DIRECTIONS FOR THIS TASK: In the records below, copy out word for word every line between the line containing "I'd like to know if the dun" and the line containing "246 111 356 228", including both of those lines.

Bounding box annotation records
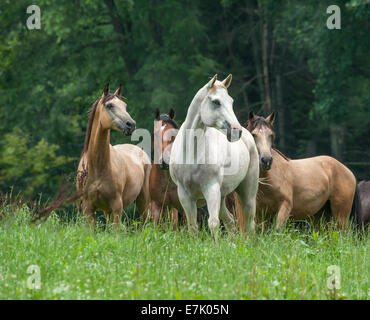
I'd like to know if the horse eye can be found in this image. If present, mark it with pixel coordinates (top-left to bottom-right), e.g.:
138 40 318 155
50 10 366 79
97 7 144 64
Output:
213 100 221 106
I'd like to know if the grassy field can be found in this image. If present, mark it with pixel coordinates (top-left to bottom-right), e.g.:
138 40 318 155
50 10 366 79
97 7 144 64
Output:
0 206 370 299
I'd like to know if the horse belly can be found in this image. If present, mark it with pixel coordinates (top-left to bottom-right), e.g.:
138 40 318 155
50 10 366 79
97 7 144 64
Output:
291 186 329 219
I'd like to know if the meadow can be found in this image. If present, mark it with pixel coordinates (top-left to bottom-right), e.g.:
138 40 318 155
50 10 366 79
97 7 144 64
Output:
0 205 370 299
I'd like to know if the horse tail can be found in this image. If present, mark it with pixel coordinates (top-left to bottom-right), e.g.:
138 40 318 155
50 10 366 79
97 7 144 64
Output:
350 180 362 229
233 191 245 231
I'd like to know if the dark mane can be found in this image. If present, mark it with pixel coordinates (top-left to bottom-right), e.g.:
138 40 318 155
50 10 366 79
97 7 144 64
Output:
158 113 179 129
81 93 118 157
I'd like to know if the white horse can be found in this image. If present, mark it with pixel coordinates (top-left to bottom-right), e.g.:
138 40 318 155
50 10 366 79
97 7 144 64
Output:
169 74 259 240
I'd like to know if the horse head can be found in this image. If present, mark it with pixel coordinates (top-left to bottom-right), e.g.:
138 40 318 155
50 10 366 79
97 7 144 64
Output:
200 74 242 142
246 110 275 170
97 83 136 135
154 108 179 169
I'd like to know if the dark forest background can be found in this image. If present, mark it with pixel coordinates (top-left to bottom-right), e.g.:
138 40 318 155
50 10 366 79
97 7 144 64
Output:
0 0 370 198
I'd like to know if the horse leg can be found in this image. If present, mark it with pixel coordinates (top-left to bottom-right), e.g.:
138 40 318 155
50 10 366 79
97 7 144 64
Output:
236 176 258 232
112 198 123 230
177 185 198 233
276 201 292 229
136 166 150 221
104 211 112 223
330 197 352 230
151 200 161 224
220 197 236 232
171 208 179 230
84 203 95 229
203 183 221 242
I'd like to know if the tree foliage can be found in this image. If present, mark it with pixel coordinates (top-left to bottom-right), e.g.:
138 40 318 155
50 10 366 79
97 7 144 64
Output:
0 0 370 196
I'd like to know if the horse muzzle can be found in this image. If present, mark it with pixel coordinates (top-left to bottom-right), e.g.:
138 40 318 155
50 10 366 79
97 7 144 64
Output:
119 121 136 136
159 158 170 170
260 157 272 171
226 126 243 142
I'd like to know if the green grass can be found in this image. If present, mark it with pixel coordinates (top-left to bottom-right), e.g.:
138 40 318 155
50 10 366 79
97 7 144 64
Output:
0 206 370 299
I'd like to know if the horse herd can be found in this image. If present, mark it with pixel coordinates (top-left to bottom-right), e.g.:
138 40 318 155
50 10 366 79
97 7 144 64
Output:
76 75 370 240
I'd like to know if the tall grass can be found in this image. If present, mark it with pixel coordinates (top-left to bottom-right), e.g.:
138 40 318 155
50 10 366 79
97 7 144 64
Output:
0 205 370 299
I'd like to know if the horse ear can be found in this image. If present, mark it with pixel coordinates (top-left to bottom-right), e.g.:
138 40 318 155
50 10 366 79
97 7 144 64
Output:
266 112 275 126
168 108 175 119
207 73 217 90
114 84 122 96
103 82 110 96
155 108 161 120
222 73 233 89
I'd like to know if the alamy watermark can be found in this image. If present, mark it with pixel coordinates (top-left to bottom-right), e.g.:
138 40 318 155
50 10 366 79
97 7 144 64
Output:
27 264 41 290
326 4 341 30
26 4 41 30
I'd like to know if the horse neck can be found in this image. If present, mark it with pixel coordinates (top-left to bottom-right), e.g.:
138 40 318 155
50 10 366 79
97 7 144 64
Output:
87 110 110 173
181 87 207 129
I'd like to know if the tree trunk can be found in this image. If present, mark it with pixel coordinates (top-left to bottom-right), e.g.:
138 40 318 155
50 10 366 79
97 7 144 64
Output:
247 3 265 106
261 18 271 113
330 124 344 161
275 74 285 151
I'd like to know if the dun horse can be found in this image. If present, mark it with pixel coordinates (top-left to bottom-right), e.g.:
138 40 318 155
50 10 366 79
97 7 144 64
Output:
357 181 370 226
77 84 150 227
149 109 184 229
170 75 259 240
246 111 356 228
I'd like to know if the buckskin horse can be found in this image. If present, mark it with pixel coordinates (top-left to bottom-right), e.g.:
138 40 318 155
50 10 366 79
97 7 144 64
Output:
246 111 357 228
357 181 370 227
77 84 151 228
149 108 184 229
170 74 259 241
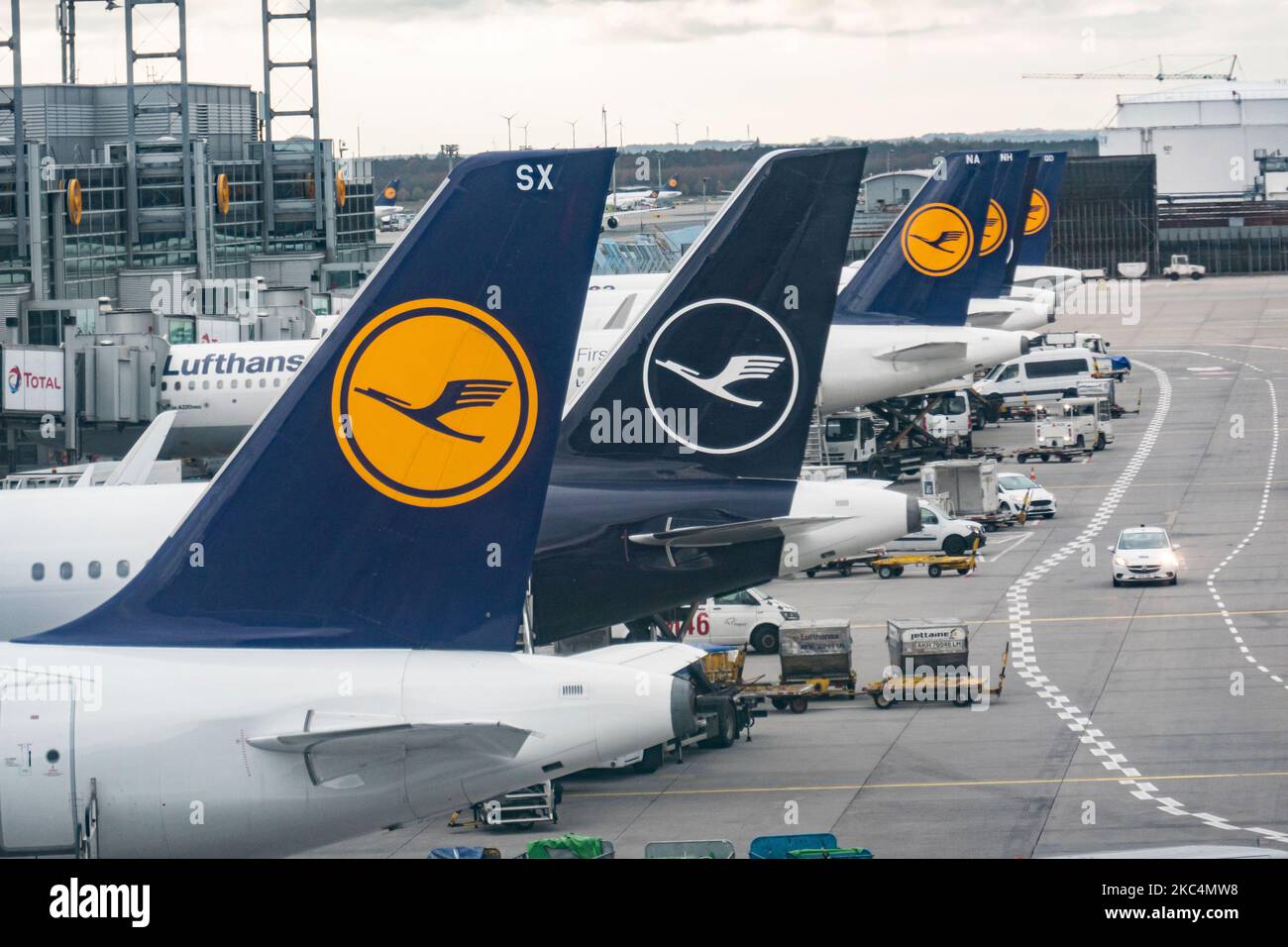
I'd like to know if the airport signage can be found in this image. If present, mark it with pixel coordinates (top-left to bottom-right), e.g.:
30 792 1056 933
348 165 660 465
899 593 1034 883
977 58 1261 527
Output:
0 346 63 414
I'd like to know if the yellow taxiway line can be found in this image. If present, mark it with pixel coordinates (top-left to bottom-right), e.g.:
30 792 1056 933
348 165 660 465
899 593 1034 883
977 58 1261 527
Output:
850 608 1288 631
564 771 1288 798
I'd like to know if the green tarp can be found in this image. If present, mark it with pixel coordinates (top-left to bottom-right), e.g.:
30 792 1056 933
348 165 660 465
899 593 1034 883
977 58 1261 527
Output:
528 835 604 858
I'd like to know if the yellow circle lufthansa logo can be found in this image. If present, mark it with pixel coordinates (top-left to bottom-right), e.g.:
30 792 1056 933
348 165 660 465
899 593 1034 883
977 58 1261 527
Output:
1024 188 1051 237
215 174 233 215
979 200 1006 257
331 299 537 506
899 204 975 275
67 177 84 227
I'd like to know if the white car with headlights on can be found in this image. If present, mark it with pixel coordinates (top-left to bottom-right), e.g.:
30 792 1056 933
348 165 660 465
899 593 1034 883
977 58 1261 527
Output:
1109 524 1180 586
997 471 1056 519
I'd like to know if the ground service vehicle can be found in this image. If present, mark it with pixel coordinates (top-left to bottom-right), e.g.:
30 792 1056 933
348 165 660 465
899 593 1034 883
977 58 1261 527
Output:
1163 254 1207 281
1109 523 1180 586
1034 398 1115 451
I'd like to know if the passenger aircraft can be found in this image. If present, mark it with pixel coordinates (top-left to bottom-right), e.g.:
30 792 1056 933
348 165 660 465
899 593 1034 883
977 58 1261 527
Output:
532 149 919 642
151 152 1030 458
574 152 1027 414
604 187 684 213
0 150 699 857
0 151 915 649
1014 151 1082 292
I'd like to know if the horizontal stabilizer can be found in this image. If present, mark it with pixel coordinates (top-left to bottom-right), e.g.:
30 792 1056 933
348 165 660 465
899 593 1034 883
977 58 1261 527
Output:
580 642 705 674
103 411 179 487
630 517 832 549
246 720 532 759
877 342 966 362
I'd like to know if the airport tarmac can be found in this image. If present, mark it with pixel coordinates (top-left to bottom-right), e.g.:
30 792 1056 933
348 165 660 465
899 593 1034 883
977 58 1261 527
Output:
312 275 1288 858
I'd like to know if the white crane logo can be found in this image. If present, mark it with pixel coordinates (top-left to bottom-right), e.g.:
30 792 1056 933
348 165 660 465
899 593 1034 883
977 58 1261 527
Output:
641 297 802 455
656 356 787 407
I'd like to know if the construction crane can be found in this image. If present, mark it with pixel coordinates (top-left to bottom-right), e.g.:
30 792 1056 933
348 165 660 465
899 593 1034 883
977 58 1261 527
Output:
1022 55 1239 82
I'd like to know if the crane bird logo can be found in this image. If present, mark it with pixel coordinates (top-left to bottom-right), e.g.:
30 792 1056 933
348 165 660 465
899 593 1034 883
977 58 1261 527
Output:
658 356 787 407
1024 188 1051 237
643 299 802 454
979 198 1008 257
899 204 973 275
331 299 537 506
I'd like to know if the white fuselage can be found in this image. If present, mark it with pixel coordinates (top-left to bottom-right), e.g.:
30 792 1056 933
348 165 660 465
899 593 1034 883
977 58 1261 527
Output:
0 644 692 858
0 483 206 636
0 469 907 640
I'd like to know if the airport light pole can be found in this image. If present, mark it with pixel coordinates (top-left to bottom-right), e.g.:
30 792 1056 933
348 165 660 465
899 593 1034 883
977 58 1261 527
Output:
438 145 461 174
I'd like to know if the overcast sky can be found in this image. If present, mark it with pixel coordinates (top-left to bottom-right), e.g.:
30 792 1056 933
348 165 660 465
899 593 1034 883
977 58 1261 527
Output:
10 0 1288 155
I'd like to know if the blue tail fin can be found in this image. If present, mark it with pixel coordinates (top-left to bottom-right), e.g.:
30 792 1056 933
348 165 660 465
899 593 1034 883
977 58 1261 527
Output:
555 149 867 483
1020 151 1068 266
836 151 997 326
29 150 613 651
376 177 402 207
1002 155 1042 288
973 151 1029 299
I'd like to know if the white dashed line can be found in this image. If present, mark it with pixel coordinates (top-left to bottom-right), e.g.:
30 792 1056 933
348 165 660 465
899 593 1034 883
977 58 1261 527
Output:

TASK ANSWER:
I'd like to know if the dun horse can be found in this image. If present, mark it with pixel coordinates (top-left to bottom-right), e.g.:
138 40 318 155
50 10 366 79
97 7 144 64
Output:
357 181 370 226
77 84 150 227
149 109 184 229
170 75 259 240
246 111 356 228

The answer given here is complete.